**Selection:**
· · · · · · ·

I do not believe that it would be a good idea to mix perl5 and perl6 on
any of the lists. If something is useful to perl5 send it on to p5p.

Anything else just confuses the issues.

If you'd like a set of throw-away tests. That will be replaced with
the formal spec. (Which may of course be the regression tests.)
For the interim to iron out the kinks in qa. Great.

One of my pet peeves is the amount of edge cases (or at least my lack
of knowledge) that is involved. Having a formal spec if nothing more
that documented edge cases, will be fine.

<chaim>

>>>>> "MGS" == Michael G Schwern <[EMAIL PROTECTED]> writes:

MGS> On Wed, Jul 26, 2000 at 08:51:18PM -0400, Chaim Frenkel wrote:
>> I'd like to reject the philosophy. I'd prefer that the language define
>> perl. I.e. not an implementation. Rather the spec. 
>> 
>> Shouldn't the tests be designed from the spec? 

MGS> Spec?  What spec?  Perl has a spec?

MGS> At the moment, Perl has no formal specification.  Perl doesn't even
MGS> have an informal specification.  The existing regression suite is very
MGS> incomplete.  The documentation is also incomplete and in some cases
MGS> wrong.  The auto-generated API docs are also incomplete.  I'm not
MGS> complaining, I'm just stating facts.

· · · · · · ·

**Provided material:**
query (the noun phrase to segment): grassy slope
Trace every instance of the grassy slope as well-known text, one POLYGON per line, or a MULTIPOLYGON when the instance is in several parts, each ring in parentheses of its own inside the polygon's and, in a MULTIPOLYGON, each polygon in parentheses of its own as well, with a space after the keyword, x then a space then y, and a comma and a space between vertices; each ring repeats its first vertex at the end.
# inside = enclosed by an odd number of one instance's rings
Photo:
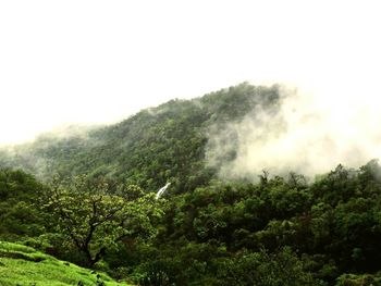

· · · · · · ·

**Actions to take:**
1) Answer these questions about the Perl mailing-list message.
(a) Where does the writer say to send something that is useful to perl5?
(b) On what date was Chaim Frenkel's earlier message written?
(c) How does Michael G Schwern describe the existing regression suite?
2) Carry on the Perl mailing-list message from its final line.
The listing has no connection to the Perl mailing-list message.

**The answers:**
1)
(a) To p5p.
(b) Wednesday, July 26, 2000.
(c) As very incomplete.

2)
MGS> There is currently NO WAY for anyone to rewrite perl5 and know that
MGS> their implementation is complete.  This is what I mean by the
MGS> regression tests becoming a spec.  By applying a test to every patch
MGS> you have a test for every language feature, every internal function
MGS> and every statement asserted by the documentation.  You then have a
MGS> way to verify that perl is perl.

MGS> Now, if Perl 6 decides it wants a formal spec then that's just hoopy
MGS> with me.  However, we will treat it like any other set of
MGS> documentation and write tests for it.  (In fact, we could probably
MGS> automate it.)  That particular testing suite would be applied to
MGS> alternative implementations to verify their accuracy.  

-- 
Chaim Frenkel                                        Nonlinear Knowledge, Inc.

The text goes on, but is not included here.